-- INFORMATION SUPPLIED follows --
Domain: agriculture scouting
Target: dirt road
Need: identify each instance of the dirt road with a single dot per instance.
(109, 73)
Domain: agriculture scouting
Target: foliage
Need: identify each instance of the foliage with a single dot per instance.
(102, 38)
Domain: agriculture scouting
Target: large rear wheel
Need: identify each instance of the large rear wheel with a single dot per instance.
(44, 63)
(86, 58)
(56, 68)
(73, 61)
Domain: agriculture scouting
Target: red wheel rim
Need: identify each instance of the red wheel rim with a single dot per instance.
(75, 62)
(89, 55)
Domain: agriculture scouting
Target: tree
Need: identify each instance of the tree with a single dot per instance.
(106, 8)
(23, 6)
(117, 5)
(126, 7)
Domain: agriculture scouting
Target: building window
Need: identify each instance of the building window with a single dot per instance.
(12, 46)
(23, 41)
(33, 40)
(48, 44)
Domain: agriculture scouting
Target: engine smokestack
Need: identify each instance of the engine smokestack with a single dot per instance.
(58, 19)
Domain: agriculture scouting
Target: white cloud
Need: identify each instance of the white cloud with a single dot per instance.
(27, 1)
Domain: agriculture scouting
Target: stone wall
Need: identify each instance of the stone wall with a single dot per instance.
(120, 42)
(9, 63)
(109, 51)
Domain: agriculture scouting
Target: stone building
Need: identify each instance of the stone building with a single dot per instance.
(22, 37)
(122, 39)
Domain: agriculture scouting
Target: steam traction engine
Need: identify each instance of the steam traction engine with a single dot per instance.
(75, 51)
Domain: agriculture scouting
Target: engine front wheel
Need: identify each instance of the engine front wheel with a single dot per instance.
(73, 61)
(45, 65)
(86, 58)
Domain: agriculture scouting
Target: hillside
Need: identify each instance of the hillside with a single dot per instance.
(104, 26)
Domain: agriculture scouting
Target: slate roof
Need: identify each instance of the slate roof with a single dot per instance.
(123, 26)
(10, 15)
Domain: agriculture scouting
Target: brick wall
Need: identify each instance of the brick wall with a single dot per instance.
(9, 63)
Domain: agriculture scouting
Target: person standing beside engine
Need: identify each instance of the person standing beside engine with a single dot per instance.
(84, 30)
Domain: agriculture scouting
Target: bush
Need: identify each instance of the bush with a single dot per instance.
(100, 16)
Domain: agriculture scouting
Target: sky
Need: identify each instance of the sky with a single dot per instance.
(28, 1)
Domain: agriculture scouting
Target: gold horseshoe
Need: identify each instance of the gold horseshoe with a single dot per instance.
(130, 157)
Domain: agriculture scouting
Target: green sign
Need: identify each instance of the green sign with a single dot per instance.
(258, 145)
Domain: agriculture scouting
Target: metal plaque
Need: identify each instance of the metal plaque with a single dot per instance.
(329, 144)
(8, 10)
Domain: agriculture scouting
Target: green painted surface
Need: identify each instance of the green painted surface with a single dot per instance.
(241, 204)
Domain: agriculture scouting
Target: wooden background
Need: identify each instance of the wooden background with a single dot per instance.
-- INFORMATION SUPPLIED concluded --
▸ **YOUR ASSIGNMENT**
Exactly the lines from the one containing "Need: identify each instance of the metal" through the final line above, and only those, should be given again.

▸ **WORKED SOLUTION**
Need: identify each instance of the metal plaque with a single dot per instance.
(329, 144)
(8, 10)
Domain: agriculture scouting
Target: green painted surface
Need: identify each instance of the green painted surface with a single dot per instance.
(241, 204)
Domain: agriculture scouting
Target: wooden background
Need: identify each instance of the wooden background with a single dot per instance.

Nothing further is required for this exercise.